- [Yang Akan Dikerjakan]
- A) Tolong salin persis bagian tulisan tentang kecantikan di bawah, dari "Bukti? Ah kayak" hingga "menawan plus menggiurkan.", termasuk kedua batas itu.
- B) Jawab pertanyaan berikut berdasarkan tulisan tentang kecantikan di bawah.
(i) Siapa nama penyair yang puisinya dikutip di bagian awal?
(ii) Jawaban apa yang disebut "hiper bodoh"?
(iii) Apa yang dikatakan menjamur beberapa dekade ini?

- [Bagian Dokumen]
══════
Monday, April 21, 2008
Malena: Cantik Itu Derita
Wajah ranum yang merahasiakan derita dunia;
leher langsat yang menyimpan jeritan;
dada segar yang mengentalkan darah dan jeritan;
dan lubang sunyi, di bawah pusar,
yang dirimbuni rumput berduri.
—Joko Pinurbo, “Gadis Malam Di Tembok Kota.”
Hei, cewek-cewek, gadis-gadis, perempuan-perempuan, wanita-wanita, apakah Anda semua sungguh ingin cantik, menjadi cantik, hendak cantik, bahkan tercipta cantik? Uh…pertanyaan super bodoh, dan juga jawabannya hiper bodoh jika ada di antara Anda semua mengatakan, “TIDAK.”
Bukti? Ah kayak tidak pernah menonton iklan-iklan saja: betapa banyak produk kecantikan di bumi ini yang memakai wanita-gadis-cewek-perempuan cantik. Dan betapa menjamurnya salon-salon kecantikan beberapa dekade ini. Betapa banyak majalah, tabloid, koran, televisi, internet mempropagandakan isu-isu kecantikan. Dan di sana-sini kita dibombardir dengan billboard iklan (ke)cantik(an) nun menawan plus menggiurkan.
══════
- [Item yang Ditampilkan]
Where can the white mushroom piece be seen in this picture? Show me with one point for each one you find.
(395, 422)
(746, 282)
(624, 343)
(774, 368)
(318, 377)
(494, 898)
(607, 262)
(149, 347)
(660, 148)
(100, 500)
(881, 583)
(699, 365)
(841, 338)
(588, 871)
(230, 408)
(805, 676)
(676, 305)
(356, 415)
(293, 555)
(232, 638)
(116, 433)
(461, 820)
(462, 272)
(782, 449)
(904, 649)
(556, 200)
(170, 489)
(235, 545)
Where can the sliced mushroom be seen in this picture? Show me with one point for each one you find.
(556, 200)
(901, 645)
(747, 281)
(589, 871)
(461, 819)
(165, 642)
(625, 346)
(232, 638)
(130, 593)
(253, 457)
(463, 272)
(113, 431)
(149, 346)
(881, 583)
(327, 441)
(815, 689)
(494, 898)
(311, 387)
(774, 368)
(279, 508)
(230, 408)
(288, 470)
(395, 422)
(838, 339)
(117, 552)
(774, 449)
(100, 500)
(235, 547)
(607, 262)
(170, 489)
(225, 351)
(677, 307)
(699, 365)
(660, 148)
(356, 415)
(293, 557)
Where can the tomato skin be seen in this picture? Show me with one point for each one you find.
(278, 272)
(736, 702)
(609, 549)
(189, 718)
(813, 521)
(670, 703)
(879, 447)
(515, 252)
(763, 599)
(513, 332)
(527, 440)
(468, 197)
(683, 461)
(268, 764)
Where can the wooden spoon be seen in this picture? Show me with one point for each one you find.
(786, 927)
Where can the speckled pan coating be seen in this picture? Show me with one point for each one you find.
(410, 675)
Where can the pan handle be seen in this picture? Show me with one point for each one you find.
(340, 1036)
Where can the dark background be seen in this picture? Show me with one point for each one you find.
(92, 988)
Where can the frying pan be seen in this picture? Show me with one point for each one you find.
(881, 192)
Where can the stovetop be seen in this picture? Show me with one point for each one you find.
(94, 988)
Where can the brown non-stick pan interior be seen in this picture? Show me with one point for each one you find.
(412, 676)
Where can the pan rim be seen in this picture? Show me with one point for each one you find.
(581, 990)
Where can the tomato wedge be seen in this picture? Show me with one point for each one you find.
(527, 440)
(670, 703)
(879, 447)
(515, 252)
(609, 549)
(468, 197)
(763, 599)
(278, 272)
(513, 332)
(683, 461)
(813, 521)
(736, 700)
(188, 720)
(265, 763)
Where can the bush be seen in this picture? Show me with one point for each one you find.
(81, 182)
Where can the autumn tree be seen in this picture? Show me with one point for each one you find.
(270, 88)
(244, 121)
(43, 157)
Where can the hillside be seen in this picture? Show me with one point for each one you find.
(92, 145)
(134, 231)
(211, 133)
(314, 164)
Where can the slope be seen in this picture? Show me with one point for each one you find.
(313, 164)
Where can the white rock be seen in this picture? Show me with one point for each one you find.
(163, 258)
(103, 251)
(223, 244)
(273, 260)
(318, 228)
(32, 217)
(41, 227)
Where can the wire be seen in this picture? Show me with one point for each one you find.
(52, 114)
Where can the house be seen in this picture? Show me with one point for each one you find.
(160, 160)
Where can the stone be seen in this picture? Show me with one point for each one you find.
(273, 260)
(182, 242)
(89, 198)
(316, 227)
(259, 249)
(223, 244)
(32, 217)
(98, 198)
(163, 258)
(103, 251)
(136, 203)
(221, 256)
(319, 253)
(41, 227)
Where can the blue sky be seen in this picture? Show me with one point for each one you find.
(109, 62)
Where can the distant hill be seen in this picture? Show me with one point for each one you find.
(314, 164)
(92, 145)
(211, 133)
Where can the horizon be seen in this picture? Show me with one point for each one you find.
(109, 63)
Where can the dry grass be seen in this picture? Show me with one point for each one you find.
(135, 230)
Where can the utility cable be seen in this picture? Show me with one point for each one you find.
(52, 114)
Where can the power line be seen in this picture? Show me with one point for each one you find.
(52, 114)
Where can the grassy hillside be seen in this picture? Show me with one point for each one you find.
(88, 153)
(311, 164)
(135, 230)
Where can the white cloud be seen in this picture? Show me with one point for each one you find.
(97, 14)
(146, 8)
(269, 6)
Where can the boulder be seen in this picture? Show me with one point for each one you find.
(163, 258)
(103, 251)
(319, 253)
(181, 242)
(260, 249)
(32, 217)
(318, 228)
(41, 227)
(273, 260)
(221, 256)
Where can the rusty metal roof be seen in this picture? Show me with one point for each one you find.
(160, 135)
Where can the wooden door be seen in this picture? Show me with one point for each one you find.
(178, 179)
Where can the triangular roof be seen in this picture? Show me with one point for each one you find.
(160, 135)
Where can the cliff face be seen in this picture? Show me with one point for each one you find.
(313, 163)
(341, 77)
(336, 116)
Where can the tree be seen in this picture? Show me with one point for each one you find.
══════
- [Jawaban Tertulis]
- A)
Bukti? Ah kayak tidak pernah menonton iklan-iklan saja: betapa banyak produk kecantikan di bumi ini yang memakai wanita-gadis-cewek-perempuan cantik. Dan betapa menjamurnya salon-salon kecantikan beberapa dekade ini. Betapa banyak majalah, tabloid, koran, televisi, internet mempropagandakan isu-isu kecantikan. Dan di sana-sini kita dibombardir dengan billboard iklan (ke)cantik(an) nun menawan plus menggiurkan.

- B)
(i) Joko Pinurbo
(ii) "TIDAK."
(iii) Salon-salon kecantikan